----- Records to use -----
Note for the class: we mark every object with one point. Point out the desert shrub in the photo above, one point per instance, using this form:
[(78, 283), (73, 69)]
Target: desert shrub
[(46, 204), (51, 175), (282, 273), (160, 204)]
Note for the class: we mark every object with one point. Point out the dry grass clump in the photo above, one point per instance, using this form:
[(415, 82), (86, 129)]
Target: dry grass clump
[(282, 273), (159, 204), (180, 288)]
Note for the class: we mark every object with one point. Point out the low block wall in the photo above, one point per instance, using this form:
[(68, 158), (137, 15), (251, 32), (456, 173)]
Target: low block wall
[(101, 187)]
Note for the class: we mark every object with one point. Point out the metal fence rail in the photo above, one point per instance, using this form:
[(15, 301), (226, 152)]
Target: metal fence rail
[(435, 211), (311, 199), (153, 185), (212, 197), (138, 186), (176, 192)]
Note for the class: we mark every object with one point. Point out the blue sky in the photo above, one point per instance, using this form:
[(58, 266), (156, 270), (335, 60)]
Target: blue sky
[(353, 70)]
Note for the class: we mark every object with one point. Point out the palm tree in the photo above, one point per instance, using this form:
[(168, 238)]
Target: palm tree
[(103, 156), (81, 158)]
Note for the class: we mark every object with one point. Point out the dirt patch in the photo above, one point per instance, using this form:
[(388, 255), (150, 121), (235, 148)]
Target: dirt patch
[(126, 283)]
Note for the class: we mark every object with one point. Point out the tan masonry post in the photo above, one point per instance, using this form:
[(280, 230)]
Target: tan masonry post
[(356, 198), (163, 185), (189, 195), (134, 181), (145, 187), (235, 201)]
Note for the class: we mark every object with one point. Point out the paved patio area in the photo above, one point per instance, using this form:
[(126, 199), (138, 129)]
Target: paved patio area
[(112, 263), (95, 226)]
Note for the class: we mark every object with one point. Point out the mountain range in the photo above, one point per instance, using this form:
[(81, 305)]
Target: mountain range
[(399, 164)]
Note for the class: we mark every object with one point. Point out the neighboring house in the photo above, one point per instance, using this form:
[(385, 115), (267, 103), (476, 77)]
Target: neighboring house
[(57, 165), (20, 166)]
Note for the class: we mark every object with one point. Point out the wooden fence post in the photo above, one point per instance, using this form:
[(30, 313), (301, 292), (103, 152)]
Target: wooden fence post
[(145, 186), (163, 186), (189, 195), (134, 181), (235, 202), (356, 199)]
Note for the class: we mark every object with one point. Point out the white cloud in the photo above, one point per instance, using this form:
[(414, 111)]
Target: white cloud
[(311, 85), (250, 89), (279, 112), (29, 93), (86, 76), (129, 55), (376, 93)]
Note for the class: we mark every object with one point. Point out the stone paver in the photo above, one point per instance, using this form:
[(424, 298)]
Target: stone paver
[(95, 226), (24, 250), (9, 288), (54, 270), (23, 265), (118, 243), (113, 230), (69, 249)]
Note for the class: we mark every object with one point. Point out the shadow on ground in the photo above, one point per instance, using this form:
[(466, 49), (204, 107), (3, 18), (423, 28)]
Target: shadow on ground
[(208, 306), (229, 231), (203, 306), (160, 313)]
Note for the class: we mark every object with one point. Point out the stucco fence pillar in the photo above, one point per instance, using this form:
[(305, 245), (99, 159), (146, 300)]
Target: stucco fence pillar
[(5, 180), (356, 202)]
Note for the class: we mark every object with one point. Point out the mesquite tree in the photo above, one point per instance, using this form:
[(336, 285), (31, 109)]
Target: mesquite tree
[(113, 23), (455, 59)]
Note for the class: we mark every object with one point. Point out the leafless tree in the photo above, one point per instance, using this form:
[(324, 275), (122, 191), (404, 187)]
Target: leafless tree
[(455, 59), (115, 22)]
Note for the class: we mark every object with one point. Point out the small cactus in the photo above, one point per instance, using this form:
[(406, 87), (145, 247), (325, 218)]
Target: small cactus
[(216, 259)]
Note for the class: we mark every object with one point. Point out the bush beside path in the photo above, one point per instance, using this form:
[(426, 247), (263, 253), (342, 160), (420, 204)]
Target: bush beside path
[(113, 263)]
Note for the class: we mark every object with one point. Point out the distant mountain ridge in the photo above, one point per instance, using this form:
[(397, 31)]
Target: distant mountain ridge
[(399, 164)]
-----
----- Records to use -----
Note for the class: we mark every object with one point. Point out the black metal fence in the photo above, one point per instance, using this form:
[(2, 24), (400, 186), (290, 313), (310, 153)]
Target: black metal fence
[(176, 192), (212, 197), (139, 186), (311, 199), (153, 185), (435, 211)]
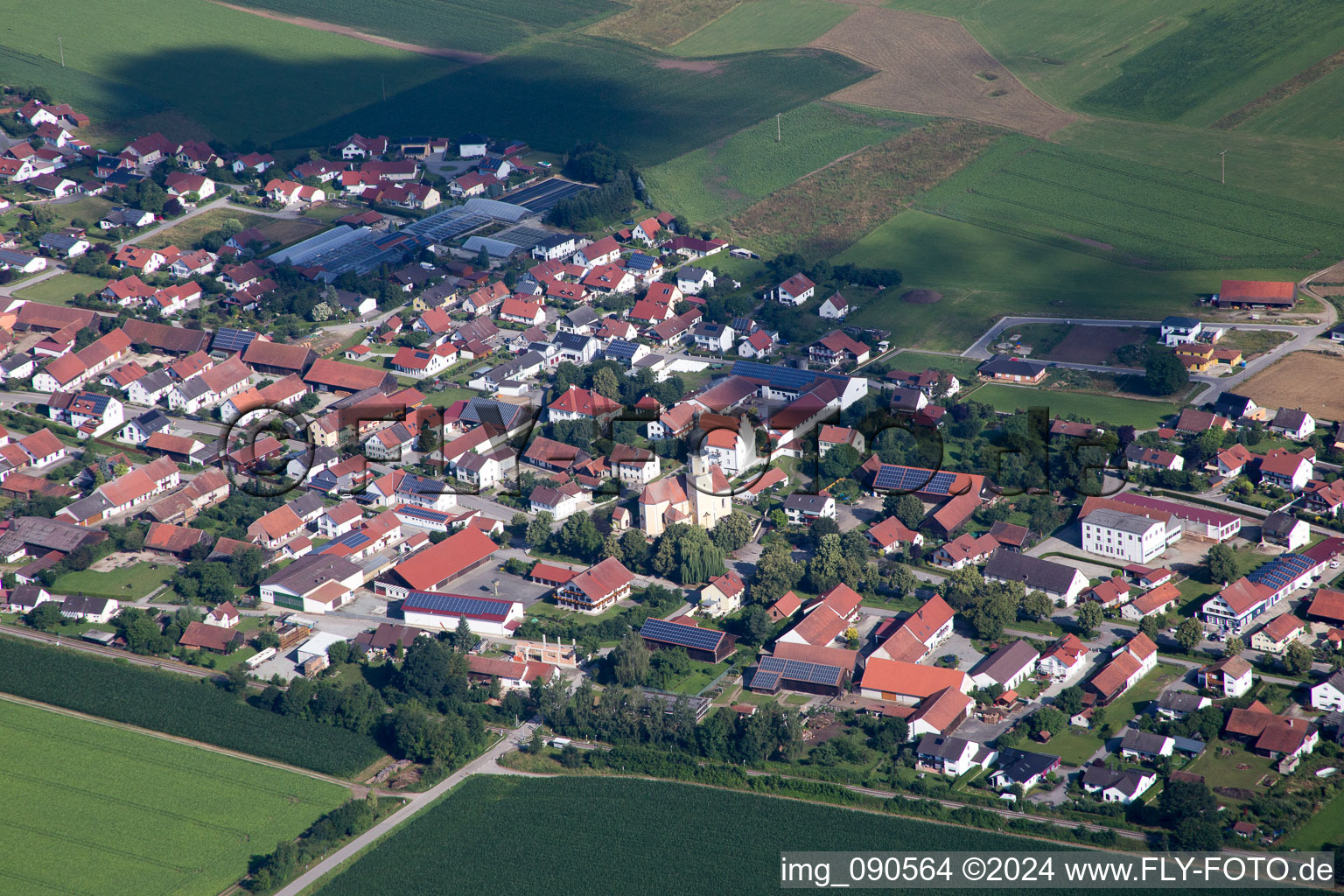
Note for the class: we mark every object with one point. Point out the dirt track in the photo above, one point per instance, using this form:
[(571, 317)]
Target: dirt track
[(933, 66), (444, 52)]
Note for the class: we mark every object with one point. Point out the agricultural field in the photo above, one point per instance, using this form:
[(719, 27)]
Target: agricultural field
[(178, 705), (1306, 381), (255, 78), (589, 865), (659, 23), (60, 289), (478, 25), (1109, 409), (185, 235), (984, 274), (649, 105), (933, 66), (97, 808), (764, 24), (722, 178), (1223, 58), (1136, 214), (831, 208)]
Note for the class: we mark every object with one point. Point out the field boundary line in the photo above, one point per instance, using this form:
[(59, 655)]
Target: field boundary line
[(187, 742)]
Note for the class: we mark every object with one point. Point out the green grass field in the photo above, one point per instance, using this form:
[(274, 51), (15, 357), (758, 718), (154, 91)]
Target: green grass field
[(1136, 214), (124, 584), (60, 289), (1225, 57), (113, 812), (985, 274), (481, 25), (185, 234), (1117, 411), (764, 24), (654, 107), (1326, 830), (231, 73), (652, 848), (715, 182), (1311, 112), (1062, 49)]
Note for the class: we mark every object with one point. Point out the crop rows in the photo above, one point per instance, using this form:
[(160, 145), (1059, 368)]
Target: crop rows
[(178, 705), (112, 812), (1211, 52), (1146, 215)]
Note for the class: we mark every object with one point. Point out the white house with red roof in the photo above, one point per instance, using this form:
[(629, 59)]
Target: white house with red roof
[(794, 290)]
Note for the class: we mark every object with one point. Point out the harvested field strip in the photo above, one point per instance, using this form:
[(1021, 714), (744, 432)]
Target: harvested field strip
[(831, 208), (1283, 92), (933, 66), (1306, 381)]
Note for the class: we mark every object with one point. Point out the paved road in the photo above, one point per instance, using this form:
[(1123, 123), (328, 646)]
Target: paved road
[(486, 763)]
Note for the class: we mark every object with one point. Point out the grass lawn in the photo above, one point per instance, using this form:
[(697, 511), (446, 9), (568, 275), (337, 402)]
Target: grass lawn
-----
----- Records to use -----
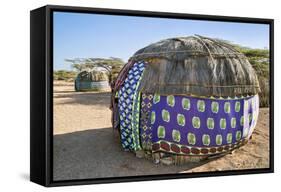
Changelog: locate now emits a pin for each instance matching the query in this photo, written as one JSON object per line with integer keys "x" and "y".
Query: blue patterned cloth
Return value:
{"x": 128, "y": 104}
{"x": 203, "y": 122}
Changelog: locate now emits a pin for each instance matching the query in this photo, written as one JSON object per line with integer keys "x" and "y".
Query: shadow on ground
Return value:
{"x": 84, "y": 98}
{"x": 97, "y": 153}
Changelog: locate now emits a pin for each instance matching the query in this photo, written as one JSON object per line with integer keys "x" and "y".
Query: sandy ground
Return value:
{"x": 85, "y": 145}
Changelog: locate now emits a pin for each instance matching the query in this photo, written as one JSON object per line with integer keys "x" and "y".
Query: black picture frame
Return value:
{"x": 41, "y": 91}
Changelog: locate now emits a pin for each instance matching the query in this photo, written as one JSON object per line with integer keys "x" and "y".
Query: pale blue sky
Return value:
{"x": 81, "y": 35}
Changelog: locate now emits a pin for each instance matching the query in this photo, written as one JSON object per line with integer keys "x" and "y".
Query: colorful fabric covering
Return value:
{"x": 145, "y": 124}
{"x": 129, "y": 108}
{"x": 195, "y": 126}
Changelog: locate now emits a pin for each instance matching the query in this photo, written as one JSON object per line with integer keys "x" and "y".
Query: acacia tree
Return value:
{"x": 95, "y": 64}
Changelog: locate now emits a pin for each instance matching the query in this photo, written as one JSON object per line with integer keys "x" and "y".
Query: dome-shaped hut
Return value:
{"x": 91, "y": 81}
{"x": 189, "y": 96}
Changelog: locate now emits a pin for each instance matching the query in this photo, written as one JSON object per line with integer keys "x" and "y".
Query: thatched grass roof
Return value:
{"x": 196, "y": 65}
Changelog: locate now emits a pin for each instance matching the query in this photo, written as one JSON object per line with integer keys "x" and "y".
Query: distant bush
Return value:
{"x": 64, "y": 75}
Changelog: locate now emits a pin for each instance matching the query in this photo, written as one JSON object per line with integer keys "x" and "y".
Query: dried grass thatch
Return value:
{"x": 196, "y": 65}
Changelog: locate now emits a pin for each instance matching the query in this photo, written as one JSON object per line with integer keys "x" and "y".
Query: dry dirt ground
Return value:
-----
Task: From the entries above, print the lines beginning at the one with "out the desert" and stopping after the one with "[(415, 82), (86, 129)]", exactly as written and with nothing else.

Exercise result:
Note for the class: we mark every object with one point. Point out the desert shrub in the photo above, one point per instance, using this form:
[(78, 283), (73, 69)]
Target: desert shrub
[(46, 204), (51, 175), (282, 273), (160, 204)]
Note for the class: we mark every object with one point. Point out the dry grass clump in the photo above, one point per instance, using this form:
[(415, 82), (86, 129)]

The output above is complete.